Consigne: Recopiez le passage de l'extrait sur les frères Coen qui va de "No Country for" jusqu'à "édition augmentée. Indispensable.", en changeant "Indispensable" en "Incontournable".

─── Extrait ───

Une odyssée américaine

No Country for Old Men © National

Oh Brothers!, l’essai consacré par Marc Cerisuelo et Claire Debru aux frères Coen, reparaît dans une édition augmentée. Indispensable.

Publié en 2013, Oh Brothers! Sur la piste des frères Coen, de Marc Cerisuelo et Claire Debru, s’arrêtait sur ce qui était alors le seizième et dernier films des brothers, l’épatant Inside Llewyn Davis. Dix ans plus tard, le parcours des réalisateurs de Barton Fink et The Big Lebowski a pris un tour inattendu, puisque après deux longs métrages trahissant un certain essoufflement, Hail, Caesar! et The Ballad of Buster Scruggs, Joel et Ethan Coen ont choisi d’emprunter des chemins séparés, le premier signant une adaptation de Macbeth, le second le documentaire Jerry Lee Lewis: Trouble in Mind. Séparation de circonstance ou rupture définitive? Seul l’avenir le dira. En attendant quoi les auteurs proposent judicieusement une édition augmentée de leur essai, qu’ils ponctuent en formant un vœu que l’on devine partagé par l’ensemble des aficionados: “que le tardif appel de l’aventure en solitaire soit si fructueux, si satisfaisant que le retour à la fratrie d’Ithaque relève d’une douce évidence”.

─── Données fournies ───

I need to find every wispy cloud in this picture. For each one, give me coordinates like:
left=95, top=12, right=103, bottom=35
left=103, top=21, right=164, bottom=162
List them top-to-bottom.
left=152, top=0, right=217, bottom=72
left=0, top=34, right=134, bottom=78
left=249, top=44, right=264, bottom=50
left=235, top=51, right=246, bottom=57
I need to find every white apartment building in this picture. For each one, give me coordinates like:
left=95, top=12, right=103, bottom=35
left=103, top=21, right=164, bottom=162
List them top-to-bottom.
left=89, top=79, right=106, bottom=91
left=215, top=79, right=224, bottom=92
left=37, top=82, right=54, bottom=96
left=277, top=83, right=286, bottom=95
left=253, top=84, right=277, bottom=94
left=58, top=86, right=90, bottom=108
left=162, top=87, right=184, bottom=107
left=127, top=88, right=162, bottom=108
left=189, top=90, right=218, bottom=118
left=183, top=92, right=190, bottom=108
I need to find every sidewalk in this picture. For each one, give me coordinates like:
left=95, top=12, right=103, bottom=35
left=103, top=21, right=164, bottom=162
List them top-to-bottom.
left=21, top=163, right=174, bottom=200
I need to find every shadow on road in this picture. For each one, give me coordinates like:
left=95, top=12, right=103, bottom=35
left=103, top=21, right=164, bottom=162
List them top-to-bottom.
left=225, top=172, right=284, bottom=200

───
─── Données fournies ───

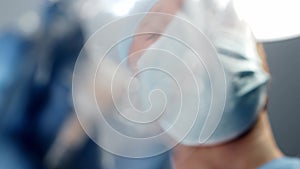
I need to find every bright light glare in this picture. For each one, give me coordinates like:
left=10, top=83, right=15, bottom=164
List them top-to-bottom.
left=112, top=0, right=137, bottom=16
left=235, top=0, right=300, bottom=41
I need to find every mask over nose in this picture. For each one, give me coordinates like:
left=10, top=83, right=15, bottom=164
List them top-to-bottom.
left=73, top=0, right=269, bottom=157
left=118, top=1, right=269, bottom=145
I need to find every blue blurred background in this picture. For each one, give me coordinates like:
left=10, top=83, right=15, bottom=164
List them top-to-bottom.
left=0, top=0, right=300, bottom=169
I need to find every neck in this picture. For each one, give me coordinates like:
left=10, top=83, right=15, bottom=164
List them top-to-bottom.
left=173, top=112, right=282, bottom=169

───
─── Données fournies ───

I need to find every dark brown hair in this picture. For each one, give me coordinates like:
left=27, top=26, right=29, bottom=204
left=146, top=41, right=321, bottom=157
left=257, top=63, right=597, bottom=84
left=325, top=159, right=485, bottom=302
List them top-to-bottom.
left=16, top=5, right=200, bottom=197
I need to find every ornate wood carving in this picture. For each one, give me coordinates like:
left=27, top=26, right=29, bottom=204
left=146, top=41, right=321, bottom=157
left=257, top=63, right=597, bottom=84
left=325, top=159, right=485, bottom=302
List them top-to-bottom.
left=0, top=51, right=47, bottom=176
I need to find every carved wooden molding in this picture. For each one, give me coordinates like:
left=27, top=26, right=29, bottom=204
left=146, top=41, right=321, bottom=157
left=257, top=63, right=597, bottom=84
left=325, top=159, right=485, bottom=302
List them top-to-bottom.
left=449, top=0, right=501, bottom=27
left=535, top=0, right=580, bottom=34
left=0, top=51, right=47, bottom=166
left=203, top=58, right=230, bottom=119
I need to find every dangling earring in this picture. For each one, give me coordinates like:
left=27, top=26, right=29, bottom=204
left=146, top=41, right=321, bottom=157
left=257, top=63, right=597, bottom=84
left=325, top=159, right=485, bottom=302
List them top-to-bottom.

───

Réponse proposée:
No Country for Old Men © National

Oh Brothers!, l’essai consacré par Marc Cerisuelo et Claire Debru aux frères Coen, reparaît dans une édition augmentée. Incontournable.